> [Exercise details]
Those lines of the records that contain "below" are to be located and copied.

> [Data shown]
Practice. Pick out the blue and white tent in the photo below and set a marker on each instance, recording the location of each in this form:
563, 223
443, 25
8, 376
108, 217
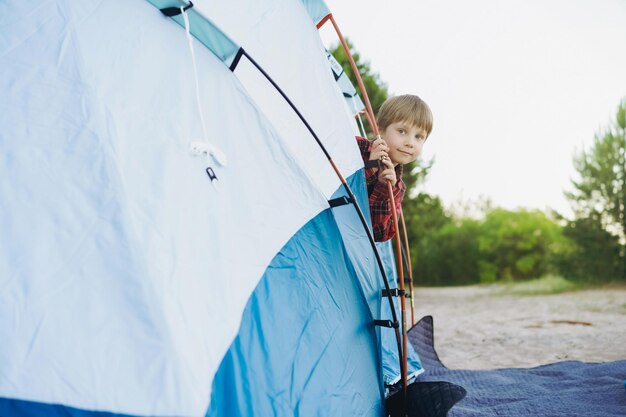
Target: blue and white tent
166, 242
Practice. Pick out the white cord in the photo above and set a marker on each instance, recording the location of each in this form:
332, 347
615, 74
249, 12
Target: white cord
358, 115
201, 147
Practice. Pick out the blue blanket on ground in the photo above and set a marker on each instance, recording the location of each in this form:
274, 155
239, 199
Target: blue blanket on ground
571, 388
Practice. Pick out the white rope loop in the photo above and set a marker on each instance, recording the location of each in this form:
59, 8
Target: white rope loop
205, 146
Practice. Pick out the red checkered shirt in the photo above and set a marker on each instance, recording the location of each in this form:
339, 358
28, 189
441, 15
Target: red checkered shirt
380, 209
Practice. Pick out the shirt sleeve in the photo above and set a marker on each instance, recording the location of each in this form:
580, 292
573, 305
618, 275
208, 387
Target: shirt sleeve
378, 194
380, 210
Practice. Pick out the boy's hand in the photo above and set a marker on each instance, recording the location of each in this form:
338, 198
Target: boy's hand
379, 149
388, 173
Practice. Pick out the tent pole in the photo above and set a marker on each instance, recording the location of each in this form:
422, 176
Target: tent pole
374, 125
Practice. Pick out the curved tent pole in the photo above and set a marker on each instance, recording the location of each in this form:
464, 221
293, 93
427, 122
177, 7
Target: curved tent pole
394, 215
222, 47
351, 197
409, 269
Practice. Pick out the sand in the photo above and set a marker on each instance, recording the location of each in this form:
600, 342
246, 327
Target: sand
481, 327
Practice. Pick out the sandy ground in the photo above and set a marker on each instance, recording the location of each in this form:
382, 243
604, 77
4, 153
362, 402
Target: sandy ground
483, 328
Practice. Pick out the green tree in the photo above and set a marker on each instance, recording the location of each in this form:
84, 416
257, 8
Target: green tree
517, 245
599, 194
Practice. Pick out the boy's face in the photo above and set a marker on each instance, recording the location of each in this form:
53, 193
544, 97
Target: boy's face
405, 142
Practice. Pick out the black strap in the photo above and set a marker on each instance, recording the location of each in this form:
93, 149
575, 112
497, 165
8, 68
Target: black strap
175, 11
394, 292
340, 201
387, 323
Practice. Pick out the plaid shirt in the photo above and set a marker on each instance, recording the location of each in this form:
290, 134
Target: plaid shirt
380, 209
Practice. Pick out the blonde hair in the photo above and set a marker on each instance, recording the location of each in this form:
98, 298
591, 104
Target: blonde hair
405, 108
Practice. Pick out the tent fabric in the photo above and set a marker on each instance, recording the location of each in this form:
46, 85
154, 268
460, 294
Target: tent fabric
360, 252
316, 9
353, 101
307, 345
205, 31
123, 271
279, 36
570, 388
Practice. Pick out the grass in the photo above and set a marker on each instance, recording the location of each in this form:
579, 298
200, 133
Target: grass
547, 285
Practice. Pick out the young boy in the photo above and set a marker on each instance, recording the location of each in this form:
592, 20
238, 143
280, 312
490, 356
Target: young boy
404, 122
==
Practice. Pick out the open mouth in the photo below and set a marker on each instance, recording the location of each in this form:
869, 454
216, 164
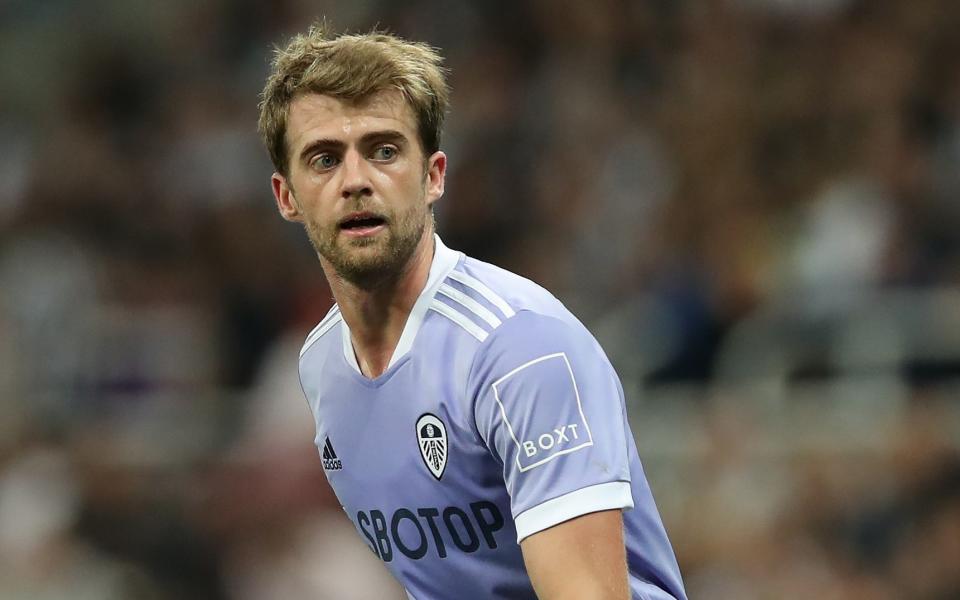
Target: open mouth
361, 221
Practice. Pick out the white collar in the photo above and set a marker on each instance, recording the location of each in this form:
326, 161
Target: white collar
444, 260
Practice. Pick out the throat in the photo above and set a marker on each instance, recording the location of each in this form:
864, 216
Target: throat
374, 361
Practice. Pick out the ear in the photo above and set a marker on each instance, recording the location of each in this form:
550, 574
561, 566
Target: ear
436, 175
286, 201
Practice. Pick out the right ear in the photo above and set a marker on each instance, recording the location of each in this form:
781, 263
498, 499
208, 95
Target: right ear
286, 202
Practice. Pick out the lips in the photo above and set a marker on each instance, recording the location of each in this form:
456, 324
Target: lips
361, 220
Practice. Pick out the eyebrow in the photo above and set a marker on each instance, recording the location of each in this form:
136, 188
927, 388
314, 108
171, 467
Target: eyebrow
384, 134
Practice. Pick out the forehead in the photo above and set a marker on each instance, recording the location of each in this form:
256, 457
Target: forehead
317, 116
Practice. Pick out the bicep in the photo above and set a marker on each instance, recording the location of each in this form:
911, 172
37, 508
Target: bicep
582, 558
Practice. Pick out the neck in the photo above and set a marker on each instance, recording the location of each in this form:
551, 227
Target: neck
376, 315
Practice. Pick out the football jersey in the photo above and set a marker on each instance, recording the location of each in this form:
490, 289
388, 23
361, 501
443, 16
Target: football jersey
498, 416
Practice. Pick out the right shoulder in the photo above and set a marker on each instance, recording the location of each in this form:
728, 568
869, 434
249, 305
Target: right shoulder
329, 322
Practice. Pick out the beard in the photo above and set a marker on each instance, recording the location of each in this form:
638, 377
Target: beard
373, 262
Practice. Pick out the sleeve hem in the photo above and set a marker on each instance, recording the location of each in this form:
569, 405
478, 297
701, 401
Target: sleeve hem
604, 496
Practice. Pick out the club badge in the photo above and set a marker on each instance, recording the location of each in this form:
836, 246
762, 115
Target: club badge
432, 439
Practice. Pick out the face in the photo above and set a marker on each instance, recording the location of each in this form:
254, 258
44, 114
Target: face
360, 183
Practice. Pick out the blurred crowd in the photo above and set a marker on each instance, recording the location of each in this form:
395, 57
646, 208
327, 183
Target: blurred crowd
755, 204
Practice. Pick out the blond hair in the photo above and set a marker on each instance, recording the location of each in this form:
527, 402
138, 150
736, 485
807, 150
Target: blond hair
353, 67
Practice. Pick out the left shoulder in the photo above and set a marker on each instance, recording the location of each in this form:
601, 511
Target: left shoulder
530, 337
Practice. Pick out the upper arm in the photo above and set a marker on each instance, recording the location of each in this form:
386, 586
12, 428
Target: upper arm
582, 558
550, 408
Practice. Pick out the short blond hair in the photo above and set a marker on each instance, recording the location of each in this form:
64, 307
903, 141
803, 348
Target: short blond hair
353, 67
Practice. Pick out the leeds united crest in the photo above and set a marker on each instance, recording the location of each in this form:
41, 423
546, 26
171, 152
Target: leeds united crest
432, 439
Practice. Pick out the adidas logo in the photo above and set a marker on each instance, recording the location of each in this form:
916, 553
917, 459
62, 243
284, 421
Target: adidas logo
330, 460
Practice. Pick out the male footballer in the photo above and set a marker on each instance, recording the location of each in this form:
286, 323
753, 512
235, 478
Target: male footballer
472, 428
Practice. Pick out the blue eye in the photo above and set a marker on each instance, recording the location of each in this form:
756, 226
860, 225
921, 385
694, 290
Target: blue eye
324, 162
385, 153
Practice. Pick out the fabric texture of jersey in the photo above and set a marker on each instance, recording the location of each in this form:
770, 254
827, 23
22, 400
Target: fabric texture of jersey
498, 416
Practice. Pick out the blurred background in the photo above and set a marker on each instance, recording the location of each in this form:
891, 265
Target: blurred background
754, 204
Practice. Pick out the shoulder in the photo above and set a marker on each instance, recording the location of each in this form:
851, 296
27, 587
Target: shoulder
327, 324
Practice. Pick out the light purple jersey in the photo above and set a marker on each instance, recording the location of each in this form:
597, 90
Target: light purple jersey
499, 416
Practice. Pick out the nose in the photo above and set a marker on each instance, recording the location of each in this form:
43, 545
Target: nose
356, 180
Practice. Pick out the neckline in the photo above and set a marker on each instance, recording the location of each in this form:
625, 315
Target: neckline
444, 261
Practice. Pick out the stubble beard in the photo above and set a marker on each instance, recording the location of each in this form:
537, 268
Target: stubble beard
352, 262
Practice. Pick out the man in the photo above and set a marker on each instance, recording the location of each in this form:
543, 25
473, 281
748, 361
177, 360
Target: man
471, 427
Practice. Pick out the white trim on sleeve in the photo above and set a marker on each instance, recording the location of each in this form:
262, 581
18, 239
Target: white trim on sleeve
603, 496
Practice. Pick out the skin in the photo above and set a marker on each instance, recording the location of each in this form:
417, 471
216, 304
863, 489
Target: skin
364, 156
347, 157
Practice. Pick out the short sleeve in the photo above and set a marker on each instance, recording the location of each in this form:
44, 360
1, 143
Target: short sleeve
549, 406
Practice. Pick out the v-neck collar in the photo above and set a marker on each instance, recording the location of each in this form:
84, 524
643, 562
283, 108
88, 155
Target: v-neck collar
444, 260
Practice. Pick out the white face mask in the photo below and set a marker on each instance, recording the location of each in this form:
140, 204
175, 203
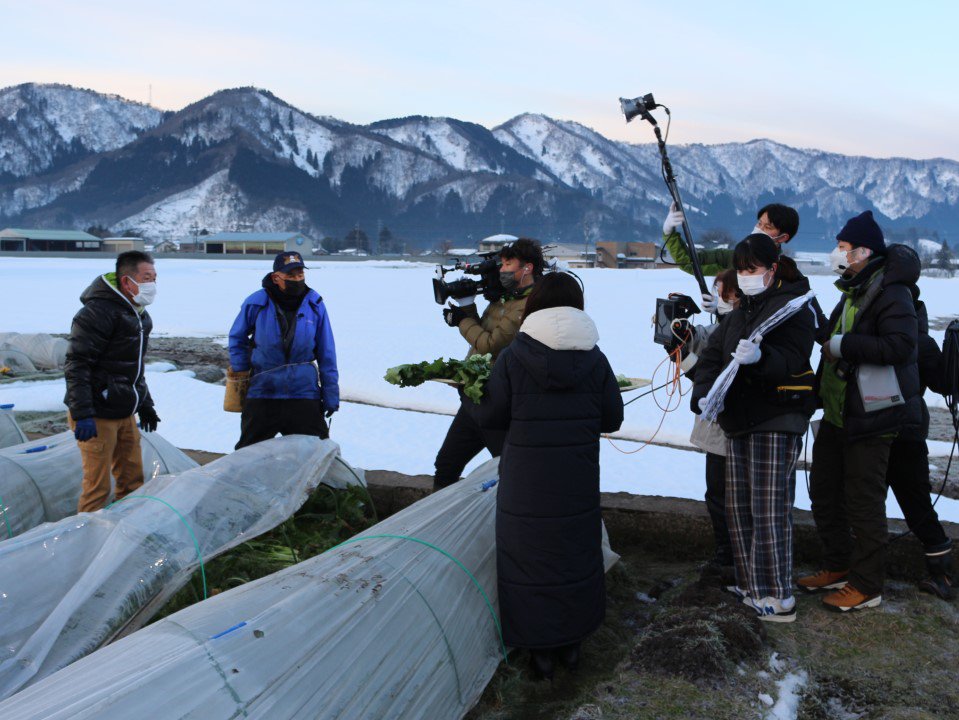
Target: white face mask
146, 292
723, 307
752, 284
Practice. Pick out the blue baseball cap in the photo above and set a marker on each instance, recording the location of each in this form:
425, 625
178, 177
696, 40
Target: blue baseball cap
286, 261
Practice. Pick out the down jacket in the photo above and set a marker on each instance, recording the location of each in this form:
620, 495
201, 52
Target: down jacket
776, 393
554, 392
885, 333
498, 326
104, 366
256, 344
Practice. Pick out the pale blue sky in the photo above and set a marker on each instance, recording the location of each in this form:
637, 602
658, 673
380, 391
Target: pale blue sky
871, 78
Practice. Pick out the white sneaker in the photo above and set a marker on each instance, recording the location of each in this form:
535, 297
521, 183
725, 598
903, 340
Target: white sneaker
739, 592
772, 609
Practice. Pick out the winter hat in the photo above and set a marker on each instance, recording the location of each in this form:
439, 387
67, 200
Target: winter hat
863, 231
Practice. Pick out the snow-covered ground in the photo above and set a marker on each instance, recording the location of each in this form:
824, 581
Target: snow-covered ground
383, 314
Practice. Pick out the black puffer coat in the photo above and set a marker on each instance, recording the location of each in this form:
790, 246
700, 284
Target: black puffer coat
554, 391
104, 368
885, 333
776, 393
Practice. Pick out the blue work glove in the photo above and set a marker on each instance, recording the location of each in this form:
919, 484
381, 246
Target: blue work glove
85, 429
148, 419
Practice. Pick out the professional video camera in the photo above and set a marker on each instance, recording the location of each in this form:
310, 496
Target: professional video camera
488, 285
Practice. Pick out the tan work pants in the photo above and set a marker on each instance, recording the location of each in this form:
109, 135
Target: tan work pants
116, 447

> [Response box]
Practice. Pick out the blue and white tent in the photo below and set a marker on each instance, recording the location of each in this form:
Practice. Pick out the open mouth in the photo below and set a marker on each instance, recording the location of each in this form:
Practice. Pick out the white face mask in the photo below and set a marker on each instance, recording the location of each in this form:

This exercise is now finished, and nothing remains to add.